Stated task:
Reproduce the lines without alteration, from the line containing "# trace the outline of every instance of the grass" through the last line of the items, with both ends included.

Given information:
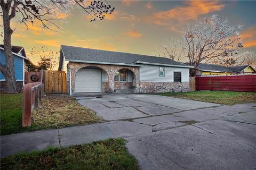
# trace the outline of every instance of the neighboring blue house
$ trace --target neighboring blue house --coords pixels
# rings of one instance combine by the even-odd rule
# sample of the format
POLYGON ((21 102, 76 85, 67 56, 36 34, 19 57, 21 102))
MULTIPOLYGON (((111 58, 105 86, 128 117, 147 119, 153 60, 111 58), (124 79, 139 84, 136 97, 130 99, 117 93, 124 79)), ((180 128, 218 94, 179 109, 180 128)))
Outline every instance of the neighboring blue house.
MULTIPOLYGON (((2 65, 5 65, 5 56, 3 45, 0 45, 0 61, 2 65)), ((17 83, 18 90, 20 91, 25 84, 25 63, 29 61, 26 55, 24 48, 13 46, 12 52, 14 60, 15 78, 17 83)), ((5 79, 2 72, 0 73, 1 91, 5 91, 5 79)))

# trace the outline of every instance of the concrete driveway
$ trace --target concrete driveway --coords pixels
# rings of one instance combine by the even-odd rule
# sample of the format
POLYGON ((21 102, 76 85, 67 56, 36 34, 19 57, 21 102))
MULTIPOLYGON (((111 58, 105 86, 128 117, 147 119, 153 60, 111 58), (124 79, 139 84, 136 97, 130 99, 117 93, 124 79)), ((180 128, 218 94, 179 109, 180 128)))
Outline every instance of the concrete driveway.
POLYGON ((124 138, 142 169, 255 169, 256 104, 157 95, 81 95, 106 121, 1 137, 1 156, 124 138))
POLYGON ((152 128, 124 135, 142 169, 256 168, 256 104, 223 106, 148 95, 77 99, 105 120, 152 128))

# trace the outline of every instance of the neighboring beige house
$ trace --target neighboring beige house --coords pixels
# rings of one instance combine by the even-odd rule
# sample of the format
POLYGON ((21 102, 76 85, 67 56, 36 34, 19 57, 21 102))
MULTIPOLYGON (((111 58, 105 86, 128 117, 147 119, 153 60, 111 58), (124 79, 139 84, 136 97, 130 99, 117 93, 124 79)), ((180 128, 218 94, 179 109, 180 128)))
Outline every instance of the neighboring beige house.
POLYGON ((197 75, 231 75, 255 72, 255 69, 250 65, 226 67, 213 64, 199 64, 196 69, 197 75))
POLYGON ((69 94, 189 91, 191 66, 167 58, 61 45, 69 94), (70 83, 71 82, 71 83, 70 83))

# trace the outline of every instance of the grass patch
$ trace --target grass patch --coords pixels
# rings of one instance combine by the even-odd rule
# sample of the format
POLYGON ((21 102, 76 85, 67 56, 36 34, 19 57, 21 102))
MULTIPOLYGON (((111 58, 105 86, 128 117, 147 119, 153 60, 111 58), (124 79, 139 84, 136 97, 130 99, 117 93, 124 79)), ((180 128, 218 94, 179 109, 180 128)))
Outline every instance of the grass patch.
POLYGON ((165 92, 157 95, 227 105, 256 103, 256 93, 253 92, 204 91, 165 92))
POLYGON ((22 94, 0 94, 1 134, 22 131, 22 94))
POLYGON ((67 96, 46 96, 33 112, 37 129, 63 128, 101 121, 95 112, 67 96))
POLYGON ((139 169, 125 141, 110 139, 1 158, 1 169, 139 169))
POLYGON ((63 128, 101 121, 70 97, 47 96, 32 113, 31 127, 21 127, 22 94, 1 94, 1 135, 63 128))

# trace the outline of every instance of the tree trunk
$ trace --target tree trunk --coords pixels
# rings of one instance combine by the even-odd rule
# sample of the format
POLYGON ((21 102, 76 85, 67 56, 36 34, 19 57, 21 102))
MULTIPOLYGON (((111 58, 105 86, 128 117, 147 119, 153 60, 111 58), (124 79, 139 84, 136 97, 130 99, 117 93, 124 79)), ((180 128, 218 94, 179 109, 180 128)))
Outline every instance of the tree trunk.
POLYGON ((18 93, 15 79, 14 62, 12 53, 11 36, 13 31, 11 28, 9 11, 11 5, 3 4, 1 2, 4 24, 4 50, 5 56, 5 65, 1 63, 1 71, 5 78, 6 92, 10 94, 18 93))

Exercise answer:
# trace the outline of every instance of the grass patch
$ trace --target grass patch --coords pixels
# rings of one instance combine by the even-odd rule
# sample of the format
POLYGON ((21 102, 76 85, 67 56, 36 34, 19 57, 21 102))
MULTIPOLYGON (((111 58, 105 86, 128 117, 147 119, 153 60, 111 58), (124 79, 139 84, 136 97, 130 99, 117 93, 124 79)), ((180 128, 218 94, 179 109, 180 128)))
Outline every instance of the grass patch.
POLYGON ((165 92, 157 95, 227 105, 256 103, 256 93, 253 92, 204 91, 165 92))
POLYGON ((22 94, 0 94, 1 134, 22 131, 22 94))
POLYGON ((67 96, 46 96, 33 112, 37 129, 63 128, 101 121, 95 112, 67 96))
POLYGON ((139 169, 125 141, 110 139, 1 158, 1 169, 139 169))
POLYGON ((63 128, 101 121, 70 97, 47 96, 32 113, 31 127, 21 127, 22 94, 1 94, 1 135, 63 128))

# trace the outline of every instance of the tree trunk
$ trace --target tree trunk --coords pixels
# rings of one instance combine by the even-odd rule
# sample of the format
POLYGON ((21 102, 76 85, 67 56, 36 34, 19 57, 21 102))
MULTIPOLYGON (((111 58, 105 86, 128 117, 147 119, 153 60, 111 58), (124 79, 139 84, 136 97, 130 99, 117 93, 124 79)), ((180 128, 218 94, 179 109, 180 128)))
Outline every instance of the tree trunk.
POLYGON ((18 93, 15 79, 14 62, 12 53, 11 36, 13 31, 11 28, 9 11, 11 5, 3 4, 1 2, 4 24, 4 50, 5 56, 5 65, 1 63, 1 71, 5 78, 6 92, 10 94, 18 93))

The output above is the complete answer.